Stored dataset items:
◇ ◇ ◇ ◇ ◇ ◇ ◇

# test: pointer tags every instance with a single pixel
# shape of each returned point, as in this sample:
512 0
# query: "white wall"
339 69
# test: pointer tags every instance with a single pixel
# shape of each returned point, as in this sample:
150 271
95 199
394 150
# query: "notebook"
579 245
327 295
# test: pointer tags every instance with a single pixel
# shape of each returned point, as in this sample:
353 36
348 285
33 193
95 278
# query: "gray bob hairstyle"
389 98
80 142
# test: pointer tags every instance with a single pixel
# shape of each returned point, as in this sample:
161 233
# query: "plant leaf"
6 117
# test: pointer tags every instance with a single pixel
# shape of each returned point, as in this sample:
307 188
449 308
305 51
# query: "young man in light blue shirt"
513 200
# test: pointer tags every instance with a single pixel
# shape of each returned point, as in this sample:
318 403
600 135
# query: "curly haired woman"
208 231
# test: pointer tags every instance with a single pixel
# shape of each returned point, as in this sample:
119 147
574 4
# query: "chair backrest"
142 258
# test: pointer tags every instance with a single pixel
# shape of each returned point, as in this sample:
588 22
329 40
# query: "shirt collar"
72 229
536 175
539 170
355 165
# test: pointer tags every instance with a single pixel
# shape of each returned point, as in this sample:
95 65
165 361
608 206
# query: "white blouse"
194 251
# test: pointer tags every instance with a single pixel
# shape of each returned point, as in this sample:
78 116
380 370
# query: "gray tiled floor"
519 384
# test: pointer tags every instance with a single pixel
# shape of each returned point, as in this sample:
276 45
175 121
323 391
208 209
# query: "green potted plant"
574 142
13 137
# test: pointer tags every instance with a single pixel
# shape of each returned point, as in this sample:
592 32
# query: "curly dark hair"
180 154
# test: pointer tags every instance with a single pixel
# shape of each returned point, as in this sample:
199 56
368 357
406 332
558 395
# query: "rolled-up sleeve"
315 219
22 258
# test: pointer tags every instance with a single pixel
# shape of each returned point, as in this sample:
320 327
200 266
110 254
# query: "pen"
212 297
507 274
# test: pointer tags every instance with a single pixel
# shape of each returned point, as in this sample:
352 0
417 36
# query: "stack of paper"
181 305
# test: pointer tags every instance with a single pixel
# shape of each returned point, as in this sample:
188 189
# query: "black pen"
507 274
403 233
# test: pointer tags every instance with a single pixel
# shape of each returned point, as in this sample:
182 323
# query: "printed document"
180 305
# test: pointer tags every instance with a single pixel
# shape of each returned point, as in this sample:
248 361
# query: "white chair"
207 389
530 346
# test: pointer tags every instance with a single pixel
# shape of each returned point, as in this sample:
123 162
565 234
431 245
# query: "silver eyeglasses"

◇ ◇ ◇ ◇ ◇ ◇ ◇

*TASK DETAILS*. Each line of the records above should be copied exactly.

*OUTPUT BELOW*.
# test: pointer tags every instance with a single pixel
# shape of each returned point, as in this sample:
512 0
# query: "white wall"
339 69
# test: pointer tags every instance with a single pixel
# shape of each returned point, as in this sample:
150 271
95 199
394 150
# query: "notebook"
579 245
327 295
# test: pointer tags every instance with a single pixel
# shape of each returned point, as in this sample:
353 36
348 285
33 193
95 278
# query: "gray bob hairstyle"
389 98
80 142
# test: pointer tags every instance with a single pixel
# shape of each returned point, as in this sample:
161 233
# query: "plant leaf"
6 117
# test: pointer tags every instance with a single pixel
# shape of each returned point, as in this sample:
307 188
449 308
305 51
# query: "young man in light blue shirt"
513 200
# test: pointer tags every instance with a single pixel
# shape of each returned point, as in this sample:
318 403
600 135
# query: "curly haired woman"
208 231
# test: pointer tags every instance with a single pixel
# shape of each returned point, as in this sample:
119 147
574 4
# query: "chair backrest"
142 258
# test: pointer tags every instance with a single pixel
# shape of each returned point, as in this sample:
588 22
329 40
# query: "shirt collar"
72 229
536 175
539 170
355 165
# test: pointer tags every instance with a single pixel
# shape of each returned point, as in this sample:
95 65
165 361
608 206
# query: "white blouse"
194 251
# test: pointer tags every instance with a single pixel
# shape of each returned point, as in this sample:
78 116
380 370
# query: "gray tiled floor"
519 384
# test: pointer tags every instance with a single pixel
# shape of each returned point, as in this sample:
276 45
175 121
323 391
208 209
# query: "green potted plant"
574 142
13 137
# test: pointer tags every instance with a single pixel
# shape of each returned point, as in this sample:
592 32
# query: "curly dark hair"
180 154
# test: pointer tags every instance with a single pixel
# shape of each returned point, as in this sample:
199 56
368 357
406 332
558 395
# query: "rolled-up sleeve"
315 219
22 258
# test: pointer tags every instance with a single pixel
# shape of each returned point, as in this sample:
320 327
200 266
110 254
# query: "pen"
212 297
507 274
# test: pointer tags every instance with a single pixel
# shape of each returned point, as in this sample:
352 0
417 36
# query: "stack of paper"
181 305
# test: pointer tags every instance with a single pixel
# shape of each returned point, as in this sample:
188 189
# query: "black pen"
507 274
403 233
# test: pointer tags every instance with a single pixel
# shape of each returned point, as in this sample:
182 323
# query: "printed document"
180 305
# test: pointer tags every instance with a single pixel
# shape of each returned point, as in this sample:
248 361
# query: "white chair"
207 389
530 346
# test: pointer tags every instance with a single pixel
# shape of each returned point, as in this sample:
123 162
565 234
431 245
# query: "silver eyeglasses"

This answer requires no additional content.